# Start of Material for this task
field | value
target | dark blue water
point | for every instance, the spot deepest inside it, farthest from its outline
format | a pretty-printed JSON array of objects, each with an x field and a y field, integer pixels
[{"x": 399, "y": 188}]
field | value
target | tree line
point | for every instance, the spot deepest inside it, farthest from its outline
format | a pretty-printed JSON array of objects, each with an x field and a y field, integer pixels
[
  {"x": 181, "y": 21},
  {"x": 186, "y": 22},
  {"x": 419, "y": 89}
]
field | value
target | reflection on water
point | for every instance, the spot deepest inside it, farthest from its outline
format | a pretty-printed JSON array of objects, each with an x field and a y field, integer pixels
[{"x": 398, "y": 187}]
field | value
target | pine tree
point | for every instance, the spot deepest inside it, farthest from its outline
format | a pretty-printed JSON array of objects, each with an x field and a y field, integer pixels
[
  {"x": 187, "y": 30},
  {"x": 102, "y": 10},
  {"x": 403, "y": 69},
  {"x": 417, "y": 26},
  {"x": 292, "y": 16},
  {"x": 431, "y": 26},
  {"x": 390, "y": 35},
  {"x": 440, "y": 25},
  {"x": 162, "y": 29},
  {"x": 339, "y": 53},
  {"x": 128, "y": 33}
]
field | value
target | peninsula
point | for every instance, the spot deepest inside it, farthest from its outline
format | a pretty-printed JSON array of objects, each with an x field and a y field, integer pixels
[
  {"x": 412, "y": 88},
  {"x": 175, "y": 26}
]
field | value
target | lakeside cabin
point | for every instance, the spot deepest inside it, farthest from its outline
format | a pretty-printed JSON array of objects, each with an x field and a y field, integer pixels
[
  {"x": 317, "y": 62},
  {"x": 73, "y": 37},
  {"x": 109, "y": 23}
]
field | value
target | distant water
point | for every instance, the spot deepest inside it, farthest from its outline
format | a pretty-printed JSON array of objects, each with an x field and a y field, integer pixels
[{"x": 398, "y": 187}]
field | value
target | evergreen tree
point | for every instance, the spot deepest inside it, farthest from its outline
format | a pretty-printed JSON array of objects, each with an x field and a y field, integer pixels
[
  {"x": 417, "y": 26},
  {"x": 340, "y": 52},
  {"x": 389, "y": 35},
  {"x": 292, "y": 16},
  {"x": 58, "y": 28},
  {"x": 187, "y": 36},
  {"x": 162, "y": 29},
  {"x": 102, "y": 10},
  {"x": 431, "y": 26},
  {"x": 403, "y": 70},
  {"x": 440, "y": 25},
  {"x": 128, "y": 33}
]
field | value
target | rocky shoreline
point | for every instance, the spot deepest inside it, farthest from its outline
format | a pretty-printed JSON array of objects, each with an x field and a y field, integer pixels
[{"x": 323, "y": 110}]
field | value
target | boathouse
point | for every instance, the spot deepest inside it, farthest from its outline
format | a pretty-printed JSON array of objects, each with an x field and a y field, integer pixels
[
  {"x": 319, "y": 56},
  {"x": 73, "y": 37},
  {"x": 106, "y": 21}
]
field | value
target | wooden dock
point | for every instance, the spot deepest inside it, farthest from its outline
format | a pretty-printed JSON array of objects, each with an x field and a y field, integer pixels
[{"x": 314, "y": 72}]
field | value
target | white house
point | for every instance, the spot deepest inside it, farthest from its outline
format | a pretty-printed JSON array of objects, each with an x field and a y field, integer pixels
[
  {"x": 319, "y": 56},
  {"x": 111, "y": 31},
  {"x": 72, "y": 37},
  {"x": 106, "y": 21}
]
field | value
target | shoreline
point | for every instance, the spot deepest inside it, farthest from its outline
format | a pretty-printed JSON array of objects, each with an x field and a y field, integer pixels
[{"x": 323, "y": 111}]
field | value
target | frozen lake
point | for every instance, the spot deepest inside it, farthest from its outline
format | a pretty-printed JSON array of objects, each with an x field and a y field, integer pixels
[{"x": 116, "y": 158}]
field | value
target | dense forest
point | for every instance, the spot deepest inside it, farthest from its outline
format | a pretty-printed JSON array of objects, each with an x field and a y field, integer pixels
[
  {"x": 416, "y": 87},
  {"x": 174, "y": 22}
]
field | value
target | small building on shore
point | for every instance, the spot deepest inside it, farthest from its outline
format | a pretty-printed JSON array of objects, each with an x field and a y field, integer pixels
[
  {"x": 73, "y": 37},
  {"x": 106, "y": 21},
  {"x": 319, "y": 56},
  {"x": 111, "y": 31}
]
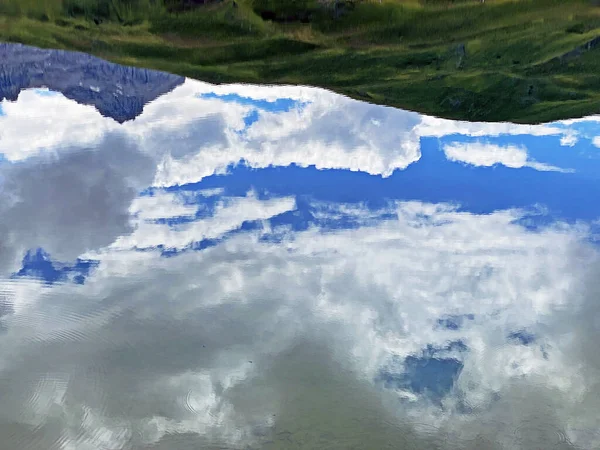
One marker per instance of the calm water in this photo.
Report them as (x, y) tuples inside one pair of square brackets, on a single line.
[(189, 266)]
# End of Material for this task
#### [Goal of the exercise]
The pictures should not be reproduced; quote all of the other material exactly.

#### [Exercise solution]
field | value
target | dark blue water
point | for every instance, the spot deepest inside it, farthest from its outline
format | a pretty-printed JSON array of objects, each with an x field and a y field, integer pixels
[{"x": 399, "y": 188}]
field | value
target | tree line
point | for every instance, the spot deepest inside it, farthest from its outline
format | a pretty-printed JSON array of objects, each with an x field and a y field, integer pixels
[
  {"x": 181, "y": 21},
  {"x": 186, "y": 22},
  {"x": 419, "y": 89}
]
field | value
target | reflection on water
point | for every instance, the spot deepest inside it, farthest from its outline
format | a pretty-printed JSON array of objects, each with an x field and a y field, integer pixels
[{"x": 398, "y": 187}]
field | value
target | pine tree
point | for every instance, the spot deepest inside it, farthest from its outline
format | a pretty-printed JSON array of objects, each with an x field and a y field, integer pixels
[
  {"x": 187, "y": 30},
  {"x": 102, "y": 10},
  {"x": 403, "y": 69},
  {"x": 417, "y": 26},
  {"x": 292, "y": 16},
  {"x": 431, "y": 26},
  {"x": 390, "y": 35},
  {"x": 440, "y": 25},
  {"x": 162, "y": 29},
  {"x": 339, "y": 53},
  {"x": 128, "y": 33}
]
field | value
target | peninsula
point | for every instance, the spot deepest inside it, farthest from its outline
format | a pretty-printed JSON array of objects, each with an x field and a y field, integer pixels
[
  {"x": 412, "y": 88},
  {"x": 175, "y": 26}
]
field | value
target | lakeside cabin
point | for every instance, the spot deepest inside it, farthest from its outline
format | a pretty-printed JSON array of objects, each with an x field and a y field, integer pixels
[
  {"x": 317, "y": 62},
  {"x": 73, "y": 37},
  {"x": 109, "y": 23}
]
field | value
target | distant water
point | for every instance, the spot deepest inside it, farthest from its outline
format | a pretty-printed JSON array of objects, each with an x field and a y field, integer pixels
[{"x": 398, "y": 187}]
field | value
target | evergreen tree
point | for every instance, the spot deepest inside it, farthest from its outline
format | a pretty-printed JSON array of objects, each with an x field and a y field, integer pixels
[
  {"x": 417, "y": 26},
  {"x": 340, "y": 52},
  {"x": 389, "y": 35},
  {"x": 292, "y": 16},
  {"x": 58, "y": 28},
  {"x": 187, "y": 36},
  {"x": 162, "y": 29},
  {"x": 102, "y": 10},
  {"x": 431, "y": 26},
  {"x": 403, "y": 70},
  {"x": 440, "y": 25},
  {"x": 128, "y": 33}
]
field | value
target | rocky shoreline
point | for every instance, the spot deepest inside it, farthest from its outline
format | a pretty-printed JSON array of objects, each with an x field and a y field, integer pixels
[{"x": 323, "y": 110}]
field | value
target | boathouse
point | for every instance, the spot deepest inside it, farthest from its outline
format | a pretty-printed JSON array of objects, each with an x field and a y field, integer pixels
[
  {"x": 319, "y": 56},
  {"x": 73, "y": 37},
  {"x": 106, "y": 21}
]
field | value
target | wooden dock
point | for every instance, the spot deepest inside it, farthest from its outline
format | a pretty-printed JSON array of objects, each with an x field and a y field, integer pixels
[{"x": 314, "y": 72}]
field | value
target | white house
point | for every instance, the spot deepest inside it, farthest from its outline
format | a pretty-printed JSON array of objects, each with an x field and a y field, integer pixels
[
  {"x": 319, "y": 56},
  {"x": 111, "y": 31},
  {"x": 72, "y": 37},
  {"x": 106, "y": 21}
]
field | value
target | shoreline
point | for every instance, the spot deepest inside it, farthest from its outline
format | a pretty-printed JSON array of objects, each with an x field and a y field, integer pixels
[{"x": 323, "y": 111}]
field | value
target | frozen lake
point | for every instance, the spot deepest inside it, farthest from its outline
format | a pretty-printed JSON array of objects, each with an x field and a y field, integer pixels
[{"x": 116, "y": 158}]
field | value
target | dense forest
point | for every instance, the spot deepest inside it, farthest from its outline
format | a pretty-printed JSON array of objects, each with an x field and a y field, integer pixels
[
  {"x": 416, "y": 87},
  {"x": 174, "y": 22}
]
field | value
target | small building on shore
point | for every instance, the spot deepest inside it, farthest from its outline
format | a pretty-printed JSON array of objects, each with an x field and a y field, integer pixels
[
  {"x": 73, "y": 37},
  {"x": 106, "y": 21},
  {"x": 319, "y": 56},
  {"x": 111, "y": 31}
]
One marker per instance of the calm water in this photo.
Report them as (x, y) tuples inside one pair of square brackets, on a single line.
[(189, 266)]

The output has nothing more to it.